***** Extract *****

Women war workers, Lorraine Ohio (May 1917) |
“What a
good time the women are having in the war! And, in a way, they really are. For
into that somewhat drab thing called every-day life has come the call of duty
that makes every one, man, woman, and child, who has red blood, get up and do
whatever duty bids.”
—Cleveland Plain Dealer, Oct. 28, 1917*
In
1919, the Souvenir Publishing Company printed two books within one binding: Nice Poems by Nice War Workers and Naughty Poems by Naughty War Workers, compiled
by Jean of the A.G.O. Each half of the book had its own title
page and thirty-two pages of poetry, with titles such as “Buy a Bond” (from Nice Poems) and “Me for the Cave-Man
Stuff” (from Naughty Poems). The Nice Poems section of the book also
included a poem that parodied a popular song of the day:
Where
Do We Go from Here
Where
do we go from here, girls?
Where
do we go from here?
The war
is won,
Our
work is done,
And
we’ve not shed a tear.
We’ll
pack our trunks
And say
good-bye
And
leave by the first of the year,
But Oh,
girls, Oh, girls,
Where
do we go from here?
—Composed Friday, December 13, 1918
by Ollie Parnell
The
poem would have been immediately familiar to most as a variation on the popular
tune “Where Do We Go from Here [Boys],” published in 1917. That song follows the adventures of Paddy
Mack, a cab driver from New York who joins the American Expeditionary Force
(you can listen to it here):
When
the war began
Pat
enlisted in the army
As a
fighting man
When
the drills began,
They’d
walk a hundred miles a day
Tho’
the rest got tired,
Paddy
always used to say:
Where
do we go from here, boys,
Where
do we go from here?

***** Records provided *****

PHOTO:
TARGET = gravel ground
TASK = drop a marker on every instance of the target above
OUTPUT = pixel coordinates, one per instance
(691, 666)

*****

From the article on women war workers, list every title of an individual poem or song that appears, leaving out the titles of books.

* Exercise response *
- "Buy a Bond"
- "Me for the Cave-Man Stuff"
- "Where Do We Go from Here" (the poem by Ollie Parnell)
- "Where Do We Go from Here [Boys]"